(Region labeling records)
==============================

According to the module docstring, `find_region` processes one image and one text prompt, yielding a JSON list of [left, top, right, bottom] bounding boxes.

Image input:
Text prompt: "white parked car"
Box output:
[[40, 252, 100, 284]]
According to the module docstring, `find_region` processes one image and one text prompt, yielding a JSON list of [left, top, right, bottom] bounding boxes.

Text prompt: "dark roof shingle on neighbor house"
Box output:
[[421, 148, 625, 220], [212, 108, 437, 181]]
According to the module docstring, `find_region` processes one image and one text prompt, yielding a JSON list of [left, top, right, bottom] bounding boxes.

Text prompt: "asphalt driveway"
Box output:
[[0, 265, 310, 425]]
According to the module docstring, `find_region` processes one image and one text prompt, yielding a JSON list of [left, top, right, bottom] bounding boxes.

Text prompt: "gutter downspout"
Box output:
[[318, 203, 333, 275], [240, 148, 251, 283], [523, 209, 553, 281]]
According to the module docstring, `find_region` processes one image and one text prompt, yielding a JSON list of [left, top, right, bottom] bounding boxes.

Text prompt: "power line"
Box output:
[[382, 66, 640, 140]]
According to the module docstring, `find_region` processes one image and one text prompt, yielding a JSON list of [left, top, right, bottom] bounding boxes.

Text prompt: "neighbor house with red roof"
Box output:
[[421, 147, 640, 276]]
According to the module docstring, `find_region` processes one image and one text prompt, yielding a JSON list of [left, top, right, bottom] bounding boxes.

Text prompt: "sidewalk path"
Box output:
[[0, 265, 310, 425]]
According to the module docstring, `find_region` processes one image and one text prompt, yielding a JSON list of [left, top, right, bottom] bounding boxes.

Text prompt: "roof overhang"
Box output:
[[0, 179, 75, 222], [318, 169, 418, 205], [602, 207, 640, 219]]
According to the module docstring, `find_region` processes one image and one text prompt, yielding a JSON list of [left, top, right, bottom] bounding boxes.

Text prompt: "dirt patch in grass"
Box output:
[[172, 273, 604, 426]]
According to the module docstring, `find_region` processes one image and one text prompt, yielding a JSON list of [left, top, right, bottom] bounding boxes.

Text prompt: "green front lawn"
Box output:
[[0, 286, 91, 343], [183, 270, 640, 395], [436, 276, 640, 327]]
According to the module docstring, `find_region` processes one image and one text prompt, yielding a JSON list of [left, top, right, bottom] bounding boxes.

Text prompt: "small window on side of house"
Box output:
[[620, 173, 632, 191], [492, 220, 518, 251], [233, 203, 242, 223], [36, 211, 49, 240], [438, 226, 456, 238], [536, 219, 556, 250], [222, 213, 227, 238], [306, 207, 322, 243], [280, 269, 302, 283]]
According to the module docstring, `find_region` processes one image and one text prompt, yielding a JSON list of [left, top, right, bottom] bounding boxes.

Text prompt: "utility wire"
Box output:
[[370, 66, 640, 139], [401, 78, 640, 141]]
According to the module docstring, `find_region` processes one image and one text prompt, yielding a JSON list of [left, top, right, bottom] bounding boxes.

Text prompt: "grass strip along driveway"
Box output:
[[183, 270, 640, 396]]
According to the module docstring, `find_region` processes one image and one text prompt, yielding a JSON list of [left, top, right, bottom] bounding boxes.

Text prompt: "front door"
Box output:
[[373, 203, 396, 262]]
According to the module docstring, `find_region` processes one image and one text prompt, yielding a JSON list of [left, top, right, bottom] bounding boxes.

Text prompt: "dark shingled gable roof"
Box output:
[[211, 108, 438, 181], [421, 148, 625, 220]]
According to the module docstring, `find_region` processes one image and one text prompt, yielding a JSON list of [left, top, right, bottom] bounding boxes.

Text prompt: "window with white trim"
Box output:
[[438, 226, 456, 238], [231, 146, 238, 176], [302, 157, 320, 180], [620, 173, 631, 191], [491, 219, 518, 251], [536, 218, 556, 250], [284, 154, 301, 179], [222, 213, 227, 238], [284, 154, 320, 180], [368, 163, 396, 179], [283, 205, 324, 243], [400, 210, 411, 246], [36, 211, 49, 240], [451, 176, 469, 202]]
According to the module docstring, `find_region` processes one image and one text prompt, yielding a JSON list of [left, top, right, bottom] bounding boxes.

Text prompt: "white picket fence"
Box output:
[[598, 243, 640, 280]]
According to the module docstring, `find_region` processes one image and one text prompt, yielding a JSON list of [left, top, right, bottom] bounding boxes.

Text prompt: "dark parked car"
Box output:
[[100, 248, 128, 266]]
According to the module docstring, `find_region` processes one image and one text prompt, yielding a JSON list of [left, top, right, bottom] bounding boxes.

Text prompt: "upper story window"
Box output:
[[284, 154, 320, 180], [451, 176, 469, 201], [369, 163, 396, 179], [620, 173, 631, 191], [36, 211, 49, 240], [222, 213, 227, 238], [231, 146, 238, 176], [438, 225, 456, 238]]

==============================

Given problem> Starting with the first line of the items above and continuing through the line with "[[40, 252, 100, 284]]", write each line out again, requests included, and offset every bounding box coordinate in the answers by -80.

Solution below>
According to the module docstring, `find_region` processes one image and one text prompt, yielding a JSON list of [left, top, right, bottom] bounding boxes.

Image input:
Text prompt: "white parked car"
Box output:
[[-40, 172, 20, 204]]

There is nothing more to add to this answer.